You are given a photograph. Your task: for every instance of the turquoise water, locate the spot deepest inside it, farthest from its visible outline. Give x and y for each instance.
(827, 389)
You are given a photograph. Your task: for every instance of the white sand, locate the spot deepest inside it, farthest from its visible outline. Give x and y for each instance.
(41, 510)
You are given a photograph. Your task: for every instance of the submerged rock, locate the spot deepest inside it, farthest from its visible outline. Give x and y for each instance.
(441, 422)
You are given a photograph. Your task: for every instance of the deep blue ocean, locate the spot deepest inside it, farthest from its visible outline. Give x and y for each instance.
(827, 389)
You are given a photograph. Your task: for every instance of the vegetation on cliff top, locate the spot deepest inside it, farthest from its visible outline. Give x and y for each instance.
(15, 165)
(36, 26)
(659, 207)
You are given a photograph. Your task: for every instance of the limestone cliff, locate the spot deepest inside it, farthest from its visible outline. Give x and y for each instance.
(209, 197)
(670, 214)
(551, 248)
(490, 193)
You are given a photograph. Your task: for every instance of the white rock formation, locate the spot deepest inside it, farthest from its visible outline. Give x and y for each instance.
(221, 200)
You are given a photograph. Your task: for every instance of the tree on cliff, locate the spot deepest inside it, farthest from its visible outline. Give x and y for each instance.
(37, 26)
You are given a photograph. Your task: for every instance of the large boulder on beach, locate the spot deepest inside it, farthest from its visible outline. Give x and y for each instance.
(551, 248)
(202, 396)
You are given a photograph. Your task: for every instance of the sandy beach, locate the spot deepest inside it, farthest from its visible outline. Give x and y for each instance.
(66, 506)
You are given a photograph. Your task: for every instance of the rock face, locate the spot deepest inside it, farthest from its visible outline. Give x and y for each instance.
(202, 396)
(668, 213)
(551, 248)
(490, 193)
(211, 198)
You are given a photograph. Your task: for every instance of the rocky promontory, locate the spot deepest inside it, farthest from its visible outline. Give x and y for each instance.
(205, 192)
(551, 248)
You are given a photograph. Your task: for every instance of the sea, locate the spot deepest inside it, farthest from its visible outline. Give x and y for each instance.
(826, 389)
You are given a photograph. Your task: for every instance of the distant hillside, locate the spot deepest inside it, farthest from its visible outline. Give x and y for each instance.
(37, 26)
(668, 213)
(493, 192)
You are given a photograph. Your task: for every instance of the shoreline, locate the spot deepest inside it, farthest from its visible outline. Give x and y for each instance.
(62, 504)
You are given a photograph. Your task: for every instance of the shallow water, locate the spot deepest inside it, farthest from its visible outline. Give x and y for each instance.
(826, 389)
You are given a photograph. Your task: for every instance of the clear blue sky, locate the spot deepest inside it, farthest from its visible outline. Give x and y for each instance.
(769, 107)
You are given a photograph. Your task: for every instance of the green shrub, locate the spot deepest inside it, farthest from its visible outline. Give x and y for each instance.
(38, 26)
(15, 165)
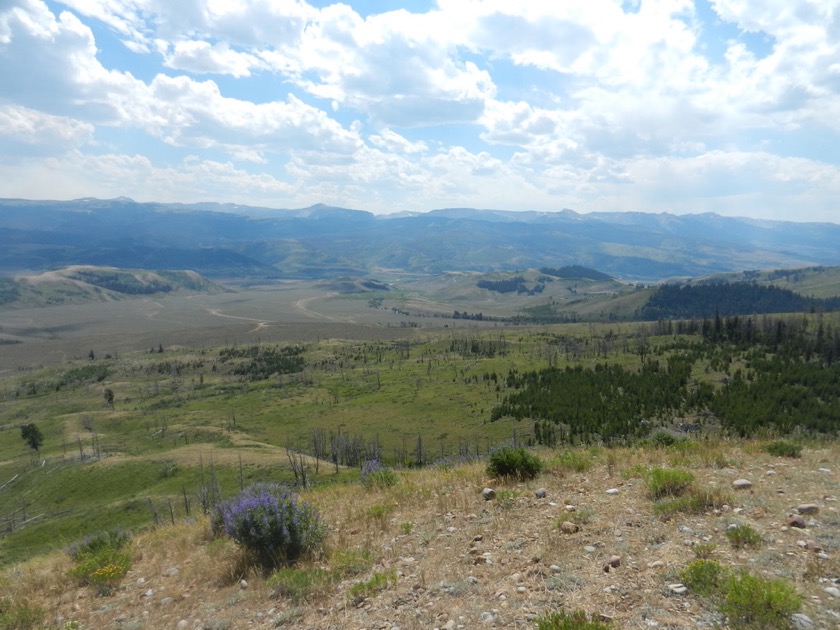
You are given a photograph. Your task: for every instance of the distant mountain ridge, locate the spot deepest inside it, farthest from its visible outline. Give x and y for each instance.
(229, 240)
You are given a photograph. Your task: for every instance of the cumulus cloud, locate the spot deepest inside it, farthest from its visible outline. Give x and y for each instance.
(591, 104)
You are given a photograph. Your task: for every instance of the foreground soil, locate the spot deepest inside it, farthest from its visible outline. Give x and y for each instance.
(432, 552)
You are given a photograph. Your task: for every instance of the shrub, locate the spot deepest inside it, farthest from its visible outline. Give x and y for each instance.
(751, 602)
(573, 460)
(15, 616)
(704, 577)
(577, 620)
(743, 536)
(704, 551)
(662, 439)
(116, 538)
(695, 502)
(664, 482)
(515, 463)
(376, 475)
(99, 559)
(784, 448)
(271, 524)
(376, 583)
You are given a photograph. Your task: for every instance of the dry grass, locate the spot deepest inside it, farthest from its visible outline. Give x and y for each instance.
(456, 556)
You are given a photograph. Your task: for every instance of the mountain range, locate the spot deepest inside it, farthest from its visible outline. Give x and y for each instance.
(227, 240)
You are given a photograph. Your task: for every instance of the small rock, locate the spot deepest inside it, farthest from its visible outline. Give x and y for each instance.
(613, 563)
(567, 527)
(801, 622)
(794, 520)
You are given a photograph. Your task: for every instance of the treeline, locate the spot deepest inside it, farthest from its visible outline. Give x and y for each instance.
(673, 301)
(517, 284)
(783, 381)
(575, 272)
(263, 362)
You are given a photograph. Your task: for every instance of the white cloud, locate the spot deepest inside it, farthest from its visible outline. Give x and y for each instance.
(204, 58)
(30, 132)
(580, 103)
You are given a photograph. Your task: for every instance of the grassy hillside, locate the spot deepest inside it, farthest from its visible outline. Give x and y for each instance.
(83, 283)
(151, 439)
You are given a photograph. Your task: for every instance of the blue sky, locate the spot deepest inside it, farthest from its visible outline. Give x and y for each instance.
(681, 106)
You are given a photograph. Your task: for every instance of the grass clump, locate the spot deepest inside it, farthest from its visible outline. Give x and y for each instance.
(694, 502)
(668, 482)
(374, 584)
(743, 536)
(752, 602)
(271, 524)
(100, 560)
(377, 475)
(577, 620)
(572, 461)
(301, 584)
(749, 602)
(784, 448)
(514, 463)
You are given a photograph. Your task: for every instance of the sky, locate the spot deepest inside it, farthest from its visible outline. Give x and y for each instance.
(679, 106)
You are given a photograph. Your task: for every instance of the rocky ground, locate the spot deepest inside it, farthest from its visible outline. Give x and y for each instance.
(434, 552)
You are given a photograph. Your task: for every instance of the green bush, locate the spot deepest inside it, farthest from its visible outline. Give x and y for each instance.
☆ ☆ ☆ ☆
**What you should do**
Working from the material above, transcribe it exactly while omitting pictures.

**Answer to this problem**
You are given a photograph. Your task: for every instance of the turquoise water, locate the spot deepest inside it, farthest from its visible outline. Give x and y for each instance.
(827, 389)
You are given a photograph. Your task: for every instance of the white sand, locate the spot deepest inside it, farthest from its visible outline. Give x and y for each instance.
(41, 510)
You are given a photograph. Your task: for every instance of the submerged rock, locate the spot deepest inside it, farthest from its visible outline. Give x and y for each instance.
(441, 422)
You are given a photograph. Your task: for every instance of the deep blue ocean, locate the spot deepest inside it, farthest from its visible outline. Give x and y for each instance.
(827, 389)
You are given a photograph. Your task: for every instance of the vegetation on cliff top, locate the spot deepest inside it, farthest from its visible outline. Give x and y for each instance.
(15, 165)
(36, 26)
(659, 207)
You are given a photograph. Your task: for every instance of the limestone cliff, locate the spot deepest inside it, farthest from its visible outline. Give x and y for each instance.
(209, 197)
(670, 214)
(551, 248)
(490, 193)
You are given a photograph. Your task: for every instance of the white rock formation, locate the spot deepest inside it, farthest from its visible outline. Give x and y for each instance.
(221, 200)
You are given a photograph. Your task: for every instance of the tree on cliff, locate the spot deepest inside it, farthest from its visible outline. Give x and y for each instance.
(37, 26)
You are given a photograph. Your task: for every instance of the large boulder on beach, locate the spot deepest inside it, farthest from its visible outline. Give x and y for each instance.
(551, 248)
(202, 396)
You are given a photograph. Your task: for every instance of the sandy beach, locate the spot deepest inside it, farthest from its visible outline. Give x and y for each instance.
(66, 506)
You are given a photograph. Your task: for every instance of the rock face, locate the spot deepest inside it, farthest from its visible outline. Give x and y for each instance.
(202, 396)
(668, 213)
(551, 248)
(490, 193)
(211, 198)
You are given a photograph. Your task: for every instance of the rocky promontory, locate the spot deepest inside it, farthest from its visible outline. Give x and y for each instance.
(205, 192)
(551, 248)
You are given a photograph. Your task: for every instance of the sea, locate the spot deepest inside it, farthest from its visible outline. Give x and y for each instance.
(826, 389)
You are given a photograph. Your task: for every instance of the distant hillside, locate the spot deepest inside it, farthest from its visible outline. Give x and y for each instance.
(37, 26)
(668, 213)
(493, 192)
You are given a photograph. Your task: for every instance of the shoreline, locate the spot deepest inside it, farthest from its visible outline. Give x and y for each instance.
(62, 504)
You are given a photograph. Your task: for every instance of the shallow water, locate the spot deepest inside it, farthest from its visible outline. Give x and y for each instance.
(826, 389)
You are given a photograph. Your task: for every instance of the clear blue sky, locate the spot deepest inside it, farthest from its visible outline. Give x and y for each instance.
(769, 107)
You are given a photograph. Your task: for every instance of the green shrub, locate the spot deepest inside it, farthest from its visible outline. Give x and y for each instance.
(38, 26)
(15, 165)
You are given a photograph. Your task: for every instance of the distant mountain ridge, locate the spot deepest inside it, farthest from its visible outline. Give x and y for each instance.
(229, 240)
You are given a photograph. Your task: for every instance of the cumulus cloud, locate the spot deepest inside it, farthest from its visible outline. Give x and y for each instance.
(591, 104)
You are given a photograph. Your task: for every instance of the foreground soil, locate the spot deepest inside it, farthest from its visible outline. Give x and y for each instance.
(432, 552)
You are given a photograph. Your task: for every instance of the shrub, locate the spot deepest inside it, farthest from its visible outline. Give x and y for each instance.
(751, 602)
(573, 460)
(15, 616)
(704, 577)
(577, 620)
(743, 536)
(704, 551)
(662, 439)
(116, 538)
(695, 502)
(664, 482)
(515, 463)
(376, 475)
(99, 559)
(784, 448)
(271, 524)
(376, 583)
You are given a photograph. Your task: for every instance of the dry grass, locate the spot deepest inside it, farthest from its visible outline. Give x and y for each instance.
(456, 556)
You are given a photograph. Your task: for every instance of the mountain range, locate the spot deepest inside it, farthest from its visible outline. Give x and y for each instance.
(227, 240)
You are given a photograph. Your task: for every instance of the small rock, locate the spot deepest inside it, farthest from its visible outline. Give x and y for each instance.
(613, 563)
(567, 527)
(801, 622)
(794, 520)
You are given a photograph. Your task: for every instance of the treeline, locate the spot deepest inside it, farthest from its visible outline. Give x and y for each instance.
(673, 301)
(517, 284)
(783, 381)
(575, 272)
(263, 362)
You are given a photograph. Your task: for every instance of the white cloud, locate the spot deepest inside it, farthest from its visible outline. Give x and y for each instance.
(204, 58)
(30, 132)
(580, 103)
You are given a photograph. Your task: for every instance of the grassy hillside, locate the spot deepest inside it, farthest from its visible outline. Give x and y for each instance.
(83, 283)
(151, 439)
You are given a photograph. Your task: for every instance of the blue sky, locate the spot deepest inside it, farthest from its visible outline. Give x and y for each instance.
(681, 106)
You are given a photograph. Your task: for every instance of the grass clump, locate the spot deepest inside it, farthest from its visible outline. Give x and y for each instance.
(694, 502)
(668, 482)
(374, 584)
(743, 536)
(752, 602)
(271, 524)
(100, 560)
(377, 475)
(577, 620)
(572, 461)
(301, 584)
(749, 602)
(784, 448)
(514, 463)
You are given a photograph. Your task: for every instance of the sky, locate the spot deepest inside it, farthest from its visible outline. Give x and y for each instance.
(679, 106)
You are given a photograph. Your task: for every instance of the rocky ground, locate the spot deepest inside it, farthest from its visible outline. Give x and y for each instance.
(434, 552)
You are given a photograph. Your task: for every instance of the green bush, locate the spot deepest inside it, farthest from its visible outline. Give x and y for each instance.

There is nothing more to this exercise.